## Testo di partenza
◇ ◇ ◇ ◇
Le faccio i miei più sentiti e fervidi complimenti per il servizio alla verità che Lei rende a vantaggio di tutti, credenti e non, e La ringrazio.
Io La contatto perché vorrei avere da Lei alcune “linee di indirizzo”.
1) Intanto, mi presento, brevemente: ero un cristiano assente più che tiepido, al limite dell’ateismo. Ero lontano dai sacramenti, ai quali non attingevo dal giorno del mio matrimonio: da 14 anni. La mia via di Damasco: un pellegrinaggio “forzato” da mia moglie a Medjugorje. Avessi potuto fare una strage nei primi 3 dei 5 giorni di pellegrinaggio tra tutti i pellegrini miei compagni di viaggio, lo avrei fatto. La prima fra tutti? Mia moglie. Non li sopportavo, ero cupo, nervoso ed in me si era scatenata una battaglia spirituale, sebbene di spirituale io non avessi né la consapevolezza né tantomeno l’idea. Ma poi….dopo il terzo giorno ho cominciato a cedere alla dolcezza ed alla pace con cui la Madonna, da vera madre che ama tutti i suoi figli, mi chiamava. E così, il penultimo giorno del mio pellegrinaggio ho, finalmente, preso in mano quella corona del rosario – che fino a prima del viaggio non mi diceva niente e dalla quale prendevo le debite distanze – e per la cui voglia, invece, ardevo veramente, ma che l’orgoglio mi impediva di soddisfare. Sono passati 5 anni da quell’agosto 2011 e la mia vita è cambiata a 180° e non passa giorno che non ringrazi Dio, la Madonna, i Santi, gli Angeli ma anche le anime del Purgatorio e la Chiesa tutta, alle cui preghiere per la conversione dei peccatori devo sicuramente molto per quella mia e nelle quali confido e spero per la perseveranza finale.
2) Proprio da questa mia conversione, è nata in me un fortissimo desiderio di condurre tutti i miei cari/amici a Gesù e Maria, a vivere la fede, i sacramenti, unici presupposti di felicità su questa terra ed in vista di quella eterna; desiderio coniugato, però, contemporaneamente e, soprattutto negli ultimi tempi, in maniera più intensa, con un grandissimo dolore ed una fortissima sofferenza, laddove, purtroppo, mi rendo conto che molti cristiani credenti e praticanti, in particolare miei cari ed amici, vivono nella violazione dei comandamenti di Dio spesse volte nella persuasione di essere, al contrario, sulla sua via.
Nascono, di conseguenza, discussioni, con amici e in famiglia, sulla fede, sull’osservanza dei comandamenti, etc., partendo generalmente da situazioni concrete di vita vissute.
Ed è proprio questo il punto: nel momento in cui queste situazioni emergono, a mio avviso, in maniera evidente, sin da subito, in aperto contrasto con il volere di (ma io direi con l’amore per) Dio, al lume della parola del Vangelo o della posizione della Chiesa (magistero, Catechismo, etc.), mi sento spesso rispondere che “sì, ma questa è una situazione particolare”, ed in quanto tale diversa e quindi sicuramente “permessa” da Dio, e mi viene replicato/opposto, in tutta sincerità, che non c’è altra alternativa se non quella, e venendo addirittura tranquillizzato che, comunque, “tanto Gesù sa”, “Lui mi conosce”, “Lui sa che non posso in questo momento”, “Io ho un rapporto tutto particolare con Lui”, “Lui mi ascolta” e così via.
◇ ◇ ◇ ◇
## Materiale fornito
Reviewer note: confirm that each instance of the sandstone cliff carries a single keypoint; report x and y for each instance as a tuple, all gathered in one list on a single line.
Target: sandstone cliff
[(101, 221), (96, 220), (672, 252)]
◇ ◇ ◇ ◇
## Istruzioni e requisiti
Restituisci parola per parola il passo del testo di partenza che si apre con le parole contenenti "Nascono, di conseguenza, discussioni, con" e si chiude con "di vita vissute.". Le righe sono materiale a sé, distinto dal testo di partenza.

## Esercizio svolto
Nascono, di conseguenza, discussioni, con amici e in famiglia, sulla fede, sull’osservanza dei comandamenti, etc., partendo generalmente da situazioni concrete di vita vissute.